◆ TEXT BLOCK
>> Start

I don't have one if it comes back on me I'll click out.
5 or so ticks is plenty.
If you watch a DAX session and it takes off you'll see what I mean.

I'll only watch the first hr or so when I'm in my home office.
Only trading when I am lucky enough to see it --- feel it building.
If in the time I'm at the computer nothing happens I'll leave it for the night.
I miss lots because I'm not watching.
Have better things to do.


----------



## barney (2 October 2014)

tech/a said:


> I don't have one if it comes back on me I'll click out.
> 5 or so ticks is plenty.
> If you watch a DAX session and it takes off you'll see what I mean.





Yeah I trade the DAX regularly, but only with paltry positions sizes to suit my level of confidence

5 Ticks is a very small window of risk given the gyrations of the DAX .... If you are trading discretionary, do you recall the furthest you have let it run against you when you are convinced you are on the right side of the trade? 

The reason I ask this is I was on the wrong side of it tonight but held on to turn a losing trade into a winning trade  ... Basically my Entry was crap (as usual), but my analysis said it would turn  ... Fortunately it did

Just as a side issue ... Entries are the basis of good trading in my humble opinion  ... without good entries on a regular basis, we are doomed to become ordinary traders .... curious on others thoughts on that


----------



## VSntchr (2 October 2014)

>> End

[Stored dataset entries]
>> Start

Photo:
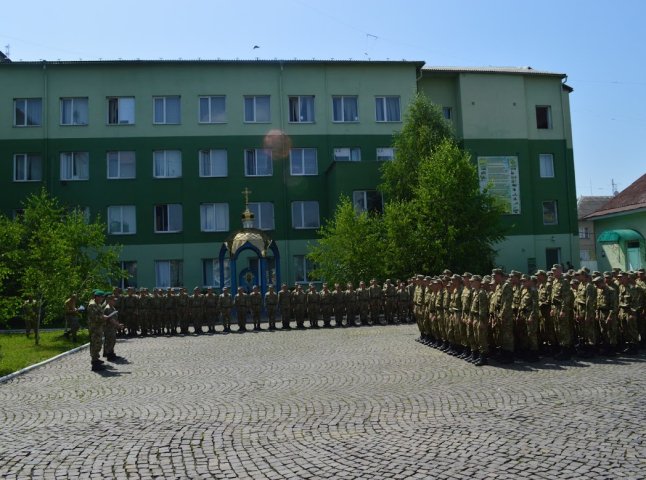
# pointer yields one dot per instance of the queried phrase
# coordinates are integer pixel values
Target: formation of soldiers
(517, 316)
(168, 312)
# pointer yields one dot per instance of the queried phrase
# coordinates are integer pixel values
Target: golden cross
(246, 192)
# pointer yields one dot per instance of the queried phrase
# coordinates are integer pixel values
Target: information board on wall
(500, 176)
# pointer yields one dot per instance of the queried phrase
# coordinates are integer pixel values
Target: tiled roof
(632, 198)
(586, 205)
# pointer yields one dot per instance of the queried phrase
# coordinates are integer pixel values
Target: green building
(163, 150)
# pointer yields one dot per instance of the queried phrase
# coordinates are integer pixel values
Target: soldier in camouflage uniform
(376, 301)
(503, 327)
(285, 305)
(628, 308)
(363, 300)
(338, 303)
(325, 299)
(299, 305)
(225, 302)
(561, 313)
(210, 309)
(313, 306)
(242, 306)
(271, 301)
(351, 305)
(403, 302)
(390, 301)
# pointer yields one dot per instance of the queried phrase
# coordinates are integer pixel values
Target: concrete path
(356, 403)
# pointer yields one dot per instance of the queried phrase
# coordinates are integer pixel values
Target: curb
(13, 375)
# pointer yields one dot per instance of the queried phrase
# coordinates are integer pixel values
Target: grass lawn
(17, 351)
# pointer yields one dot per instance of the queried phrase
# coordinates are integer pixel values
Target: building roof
(236, 61)
(490, 69)
(586, 205)
(628, 200)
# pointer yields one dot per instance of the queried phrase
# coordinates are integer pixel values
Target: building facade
(162, 151)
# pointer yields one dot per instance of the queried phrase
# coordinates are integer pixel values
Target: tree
(349, 247)
(423, 131)
(58, 253)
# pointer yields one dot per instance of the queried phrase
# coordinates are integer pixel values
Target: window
(213, 109)
(75, 166)
(167, 164)
(303, 268)
(213, 163)
(211, 273)
(121, 110)
(122, 220)
(256, 109)
(131, 280)
(546, 165)
(550, 213)
(543, 117)
(447, 112)
(347, 154)
(168, 218)
(387, 109)
(263, 215)
(344, 109)
(302, 161)
(121, 165)
(257, 163)
(27, 167)
(385, 154)
(28, 112)
(305, 215)
(301, 109)
(214, 217)
(74, 111)
(166, 110)
(367, 201)
(168, 273)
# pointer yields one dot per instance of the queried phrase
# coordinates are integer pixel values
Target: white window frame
(163, 157)
(255, 151)
(177, 208)
(213, 264)
(385, 154)
(383, 100)
(168, 266)
(119, 161)
(76, 157)
(213, 155)
(343, 99)
(209, 214)
(298, 214)
(260, 221)
(208, 102)
(546, 172)
(556, 212)
(297, 158)
(121, 211)
(76, 104)
(339, 154)
(164, 99)
(26, 108)
(299, 99)
(122, 110)
(549, 117)
(364, 200)
(28, 159)
(255, 98)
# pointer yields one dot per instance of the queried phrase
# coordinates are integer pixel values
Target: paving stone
(342, 404)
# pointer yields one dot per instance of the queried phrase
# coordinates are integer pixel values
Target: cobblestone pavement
(364, 403)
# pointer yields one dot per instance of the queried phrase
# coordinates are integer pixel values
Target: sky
(600, 45)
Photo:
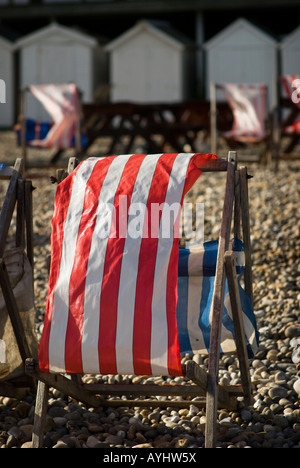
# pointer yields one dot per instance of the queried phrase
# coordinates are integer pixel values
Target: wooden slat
(246, 232)
(41, 405)
(29, 222)
(13, 312)
(238, 323)
(217, 307)
(9, 204)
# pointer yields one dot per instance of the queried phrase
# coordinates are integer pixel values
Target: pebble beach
(273, 420)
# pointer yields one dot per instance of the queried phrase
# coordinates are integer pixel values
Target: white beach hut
(241, 53)
(150, 63)
(7, 83)
(56, 54)
(290, 53)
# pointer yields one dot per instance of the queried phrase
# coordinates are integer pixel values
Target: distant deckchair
(249, 106)
(112, 298)
(286, 117)
(62, 102)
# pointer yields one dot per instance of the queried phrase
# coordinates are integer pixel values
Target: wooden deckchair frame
(18, 197)
(265, 155)
(236, 211)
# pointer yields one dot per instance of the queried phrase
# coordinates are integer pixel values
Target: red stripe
(62, 199)
(78, 275)
(146, 270)
(111, 274)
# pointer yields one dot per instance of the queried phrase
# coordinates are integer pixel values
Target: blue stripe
(183, 261)
(181, 314)
(205, 304)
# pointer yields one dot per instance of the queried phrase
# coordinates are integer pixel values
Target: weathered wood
(20, 229)
(29, 223)
(41, 405)
(13, 312)
(67, 386)
(9, 204)
(246, 232)
(237, 317)
(217, 308)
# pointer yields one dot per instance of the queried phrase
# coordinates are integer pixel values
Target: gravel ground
(273, 421)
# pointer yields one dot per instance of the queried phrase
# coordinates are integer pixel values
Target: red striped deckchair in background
(111, 305)
(249, 105)
(62, 103)
(290, 84)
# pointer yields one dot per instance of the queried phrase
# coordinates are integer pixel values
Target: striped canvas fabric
(111, 305)
(249, 105)
(62, 103)
(290, 84)
(196, 277)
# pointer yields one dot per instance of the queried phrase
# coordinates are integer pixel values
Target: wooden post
(237, 316)
(41, 405)
(217, 307)
(78, 144)
(22, 120)
(246, 232)
(213, 120)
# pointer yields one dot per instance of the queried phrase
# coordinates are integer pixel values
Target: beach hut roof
(245, 26)
(159, 29)
(53, 29)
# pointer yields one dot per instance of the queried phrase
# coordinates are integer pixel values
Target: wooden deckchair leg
(217, 307)
(41, 406)
(246, 231)
(238, 323)
(213, 119)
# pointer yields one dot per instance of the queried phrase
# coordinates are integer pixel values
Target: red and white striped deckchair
(111, 305)
(113, 286)
(290, 86)
(62, 103)
(249, 105)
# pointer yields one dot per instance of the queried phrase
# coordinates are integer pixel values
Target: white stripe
(60, 311)
(159, 329)
(227, 340)
(129, 271)
(95, 267)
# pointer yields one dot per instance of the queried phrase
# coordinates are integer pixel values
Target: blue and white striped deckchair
(196, 275)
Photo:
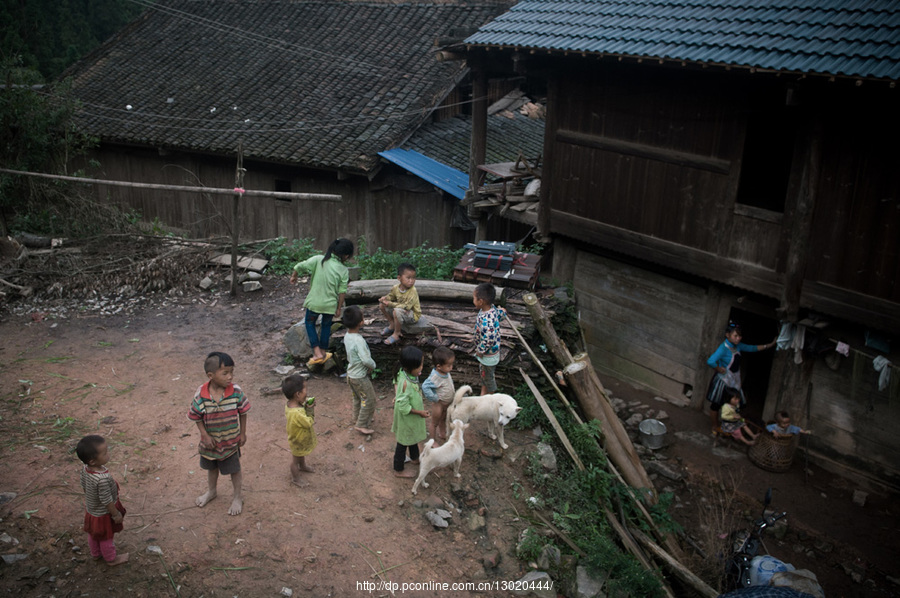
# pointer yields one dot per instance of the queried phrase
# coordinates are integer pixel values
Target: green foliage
(49, 35)
(432, 263)
(283, 256)
(37, 133)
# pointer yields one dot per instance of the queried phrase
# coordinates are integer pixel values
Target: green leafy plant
(433, 263)
(283, 255)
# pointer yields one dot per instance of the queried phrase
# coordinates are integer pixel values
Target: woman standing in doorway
(726, 361)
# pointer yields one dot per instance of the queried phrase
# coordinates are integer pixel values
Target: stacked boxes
(517, 270)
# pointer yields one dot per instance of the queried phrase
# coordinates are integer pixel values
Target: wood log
(682, 572)
(367, 291)
(593, 400)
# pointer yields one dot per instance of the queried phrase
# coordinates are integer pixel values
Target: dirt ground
(130, 377)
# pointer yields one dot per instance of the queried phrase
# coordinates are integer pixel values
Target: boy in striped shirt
(220, 411)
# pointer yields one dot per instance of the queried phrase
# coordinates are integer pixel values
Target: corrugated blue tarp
(440, 175)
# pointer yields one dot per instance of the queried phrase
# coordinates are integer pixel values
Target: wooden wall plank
(650, 324)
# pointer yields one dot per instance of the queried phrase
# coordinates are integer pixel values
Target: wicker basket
(773, 454)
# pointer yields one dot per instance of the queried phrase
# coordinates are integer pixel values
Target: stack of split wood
(448, 319)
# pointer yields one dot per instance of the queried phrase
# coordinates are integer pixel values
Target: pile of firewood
(452, 320)
(125, 264)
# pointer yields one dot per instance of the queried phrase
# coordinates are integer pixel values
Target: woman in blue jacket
(726, 361)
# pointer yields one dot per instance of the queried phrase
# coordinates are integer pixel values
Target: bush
(432, 263)
(283, 256)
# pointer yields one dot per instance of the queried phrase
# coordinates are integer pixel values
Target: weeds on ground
(432, 263)
(578, 499)
(722, 513)
(283, 256)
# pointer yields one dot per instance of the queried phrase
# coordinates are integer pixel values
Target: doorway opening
(756, 368)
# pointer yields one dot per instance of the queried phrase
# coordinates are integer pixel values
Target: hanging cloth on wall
(882, 365)
(785, 336)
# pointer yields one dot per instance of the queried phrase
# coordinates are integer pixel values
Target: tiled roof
(325, 84)
(448, 141)
(853, 38)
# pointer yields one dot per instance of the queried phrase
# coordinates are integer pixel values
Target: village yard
(67, 371)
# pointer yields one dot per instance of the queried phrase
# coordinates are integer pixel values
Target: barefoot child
(487, 334)
(438, 389)
(220, 411)
(783, 428)
(300, 413)
(359, 368)
(103, 513)
(731, 422)
(327, 287)
(401, 305)
(409, 410)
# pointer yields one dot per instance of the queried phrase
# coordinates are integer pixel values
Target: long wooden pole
(248, 192)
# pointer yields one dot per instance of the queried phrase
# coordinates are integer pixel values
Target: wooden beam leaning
(593, 400)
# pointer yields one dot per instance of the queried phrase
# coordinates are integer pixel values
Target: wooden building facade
(682, 194)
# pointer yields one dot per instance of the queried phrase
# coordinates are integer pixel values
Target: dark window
(284, 187)
(766, 163)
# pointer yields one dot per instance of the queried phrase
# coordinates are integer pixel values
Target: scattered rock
(536, 583)
(547, 456)
(297, 342)
(491, 559)
(549, 558)
(435, 519)
(664, 470)
(491, 452)
(586, 584)
(475, 522)
(561, 294)
(434, 501)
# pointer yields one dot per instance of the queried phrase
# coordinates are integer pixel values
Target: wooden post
(682, 572)
(478, 143)
(235, 218)
(593, 400)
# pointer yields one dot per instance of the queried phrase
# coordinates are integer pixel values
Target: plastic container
(652, 433)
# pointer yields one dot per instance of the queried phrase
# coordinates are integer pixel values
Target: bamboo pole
(248, 192)
(682, 572)
(620, 530)
(362, 291)
(553, 421)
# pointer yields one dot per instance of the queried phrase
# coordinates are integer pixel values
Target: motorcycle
(740, 568)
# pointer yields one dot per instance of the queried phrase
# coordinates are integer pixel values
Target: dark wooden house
(726, 160)
(311, 92)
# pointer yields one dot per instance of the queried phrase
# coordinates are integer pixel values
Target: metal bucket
(652, 433)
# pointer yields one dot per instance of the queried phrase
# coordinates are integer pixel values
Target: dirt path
(131, 379)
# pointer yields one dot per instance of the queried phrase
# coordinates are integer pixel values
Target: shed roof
(852, 38)
(317, 83)
(448, 141)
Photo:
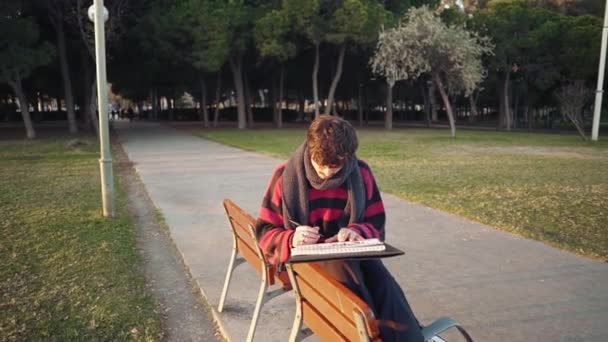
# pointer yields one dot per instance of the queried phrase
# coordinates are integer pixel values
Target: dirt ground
(184, 314)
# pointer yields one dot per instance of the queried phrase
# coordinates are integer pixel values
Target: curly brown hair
(331, 141)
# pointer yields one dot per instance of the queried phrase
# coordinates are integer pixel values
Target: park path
(501, 287)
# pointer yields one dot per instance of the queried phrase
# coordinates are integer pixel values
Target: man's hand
(345, 234)
(305, 235)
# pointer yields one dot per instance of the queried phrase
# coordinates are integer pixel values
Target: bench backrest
(329, 309)
(243, 229)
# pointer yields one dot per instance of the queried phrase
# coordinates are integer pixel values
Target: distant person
(324, 193)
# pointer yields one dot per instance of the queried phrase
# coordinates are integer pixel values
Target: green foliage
(20, 49)
(422, 43)
(67, 273)
(551, 188)
(272, 33)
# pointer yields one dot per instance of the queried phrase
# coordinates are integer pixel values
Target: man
(323, 193)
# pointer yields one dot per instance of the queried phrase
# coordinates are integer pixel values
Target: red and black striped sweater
(326, 207)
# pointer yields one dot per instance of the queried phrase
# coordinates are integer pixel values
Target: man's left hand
(345, 234)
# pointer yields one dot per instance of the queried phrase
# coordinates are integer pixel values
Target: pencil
(297, 224)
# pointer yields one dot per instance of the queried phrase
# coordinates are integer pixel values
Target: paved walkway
(501, 287)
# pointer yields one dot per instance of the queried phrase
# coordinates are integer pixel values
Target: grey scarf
(299, 172)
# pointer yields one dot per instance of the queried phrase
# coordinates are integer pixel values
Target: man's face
(323, 171)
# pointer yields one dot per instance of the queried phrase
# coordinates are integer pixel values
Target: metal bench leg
(258, 307)
(296, 334)
(441, 325)
(231, 267)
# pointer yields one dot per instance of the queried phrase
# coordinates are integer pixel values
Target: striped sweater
(326, 207)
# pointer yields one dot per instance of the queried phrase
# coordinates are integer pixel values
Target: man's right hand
(305, 235)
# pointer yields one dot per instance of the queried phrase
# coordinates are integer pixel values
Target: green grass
(553, 188)
(66, 272)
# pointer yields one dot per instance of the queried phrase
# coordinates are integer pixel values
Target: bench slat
(333, 299)
(341, 320)
(319, 325)
(249, 255)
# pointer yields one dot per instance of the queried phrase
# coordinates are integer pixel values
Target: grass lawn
(66, 273)
(552, 188)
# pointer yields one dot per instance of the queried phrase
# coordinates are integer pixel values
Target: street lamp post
(99, 14)
(597, 108)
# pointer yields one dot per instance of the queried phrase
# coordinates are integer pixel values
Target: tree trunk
(427, 104)
(507, 103)
(446, 102)
(315, 84)
(203, 110)
(280, 111)
(237, 74)
(300, 106)
(85, 109)
(388, 120)
(334, 82)
(272, 98)
(433, 102)
(474, 113)
(24, 108)
(154, 103)
(93, 106)
(170, 103)
(360, 105)
(248, 100)
(218, 93)
(65, 75)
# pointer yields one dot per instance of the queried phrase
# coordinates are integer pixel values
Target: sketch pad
(366, 249)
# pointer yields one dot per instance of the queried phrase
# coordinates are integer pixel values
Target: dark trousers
(373, 283)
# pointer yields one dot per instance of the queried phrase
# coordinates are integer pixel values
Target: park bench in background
(246, 246)
(335, 313)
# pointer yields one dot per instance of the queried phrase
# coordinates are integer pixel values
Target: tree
(422, 43)
(56, 9)
(272, 40)
(210, 45)
(571, 99)
(354, 23)
(512, 26)
(20, 53)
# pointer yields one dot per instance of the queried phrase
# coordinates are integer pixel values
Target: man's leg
(398, 322)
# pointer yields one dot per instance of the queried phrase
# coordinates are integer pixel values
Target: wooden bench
(335, 313)
(245, 248)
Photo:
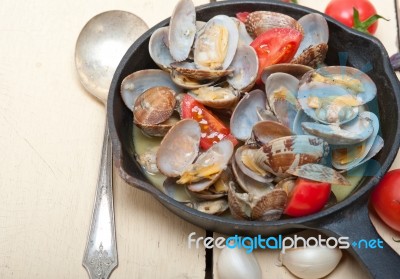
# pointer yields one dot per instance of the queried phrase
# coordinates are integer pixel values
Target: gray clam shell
(138, 82)
(182, 30)
(203, 39)
(350, 133)
(158, 49)
(245, 114)
(245, 65)
(286, 108)
(370, 144)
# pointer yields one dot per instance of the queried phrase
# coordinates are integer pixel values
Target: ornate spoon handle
(100, 256)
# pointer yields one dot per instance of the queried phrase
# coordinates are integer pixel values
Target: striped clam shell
(285, 153)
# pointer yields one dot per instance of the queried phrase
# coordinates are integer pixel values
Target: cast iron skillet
(347, 218)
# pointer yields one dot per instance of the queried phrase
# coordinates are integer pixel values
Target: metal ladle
(100, 47)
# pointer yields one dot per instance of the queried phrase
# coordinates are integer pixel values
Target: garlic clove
(311, 262)
(235, 263)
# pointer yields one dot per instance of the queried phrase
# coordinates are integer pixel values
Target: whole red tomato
(385, 199)
(343, 11)
(307, 197)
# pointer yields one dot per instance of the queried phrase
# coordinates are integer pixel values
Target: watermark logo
(280, 242)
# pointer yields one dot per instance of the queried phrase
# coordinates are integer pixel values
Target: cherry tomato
(385, 199)
(242, 16)
(213, 129)
(343, 11)
(276, 45)
(307, 197)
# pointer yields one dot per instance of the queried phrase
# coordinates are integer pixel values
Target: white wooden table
(50, 138)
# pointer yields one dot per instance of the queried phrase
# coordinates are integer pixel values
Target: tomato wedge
(276, 45)
(307, 197)
(213, 129)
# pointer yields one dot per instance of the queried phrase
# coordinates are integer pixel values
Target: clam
(148, 160)
(319, 173)
(353, 132)
(158, 49)
(187, 82)
(266, 206)
(212, 207)
(182, 30)
(265, 131)
(202, 173)
(245, 114)
(215, 97)
(350, 156)
(153, 110)
(135, 84)
(244, 160)
(260, 21)
(312, 56)
(246, 182)
(281, 90)
(301, 117)
(296, 70)
(190, 70)
(177, 153)
(285, 153)
(314, 46)
(244, 37)
(154, 106)
(216, 44)
(245, 65)
(332, 95)
(179, 149)
(265, 114)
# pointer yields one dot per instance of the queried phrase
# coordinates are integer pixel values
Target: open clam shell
(154, 106)
(216, 157)
(187, 82)
(296, 70)
(349, 133)
(244, 160)
(260, 21)
(314, 46)
(135, 84)
(159, 51)
(333, 94)
(281, 90)
(179, 148)
(245, 114)
(245, 65)
(182, 30)
(265, 131)
(348, 157)
(216, 43)
(216, 97)
(244, 37)
(190, 70)
(285, 153)
(319, 173)
(265, 206)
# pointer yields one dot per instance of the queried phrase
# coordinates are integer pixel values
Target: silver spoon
(100, 46)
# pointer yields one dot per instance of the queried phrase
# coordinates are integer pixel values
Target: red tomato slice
(213, 129)
(307, 197)
(276, 45)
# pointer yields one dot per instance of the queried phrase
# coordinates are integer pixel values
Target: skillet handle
(381, 262)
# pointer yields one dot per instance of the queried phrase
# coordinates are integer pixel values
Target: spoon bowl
(100, 47)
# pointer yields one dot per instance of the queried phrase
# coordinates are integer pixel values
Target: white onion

>> End

◆ PROBLEM SET
A: According to barney in the DAX trading thread, entries are the basis of what?
B: Carry on the DAX trading thread from the point where it ends.
These entries were taken from a separate source.

◆ ANSWER SET
A: Good trading.

B:
barney said:


> Just as a side issue ... Entries are the basis of good trading in my humble opinion  ... without good entries on a regular basis, we are doomed to become ordinary traders .... curious on others thoughts on that




Agree with you. Although crappy entries do force you to think on your feet and innovate your trading. They also might hone your EXIT skills...not that I am in any way suggesting that poor entries are the way to go !!!


----------



## Trembling Hand (2 October 2014)

tech/a said:


> I'll only watch the first hr or so when I'm in my home office.
> Only trading when I am lucky enough to see it --- feel it building.
> If in the time I'm at the computer nothing happens I'll leave it for the night.




This is what the newly minted TA enthusiast is missing. After 1000s of runs you have the ability to read a market and know with a high likelihood of what opportunity is presented. Either taking risk or passing well before any chart pattern sets up.

The newb with his very low level of skill just _wants_ to see something. What they end up seeing is patterns that has no edge but give them an excuse to do something.......... 

Head and shoulder anyone? :behead:


----------



## Wysiwyg (3 October 2014)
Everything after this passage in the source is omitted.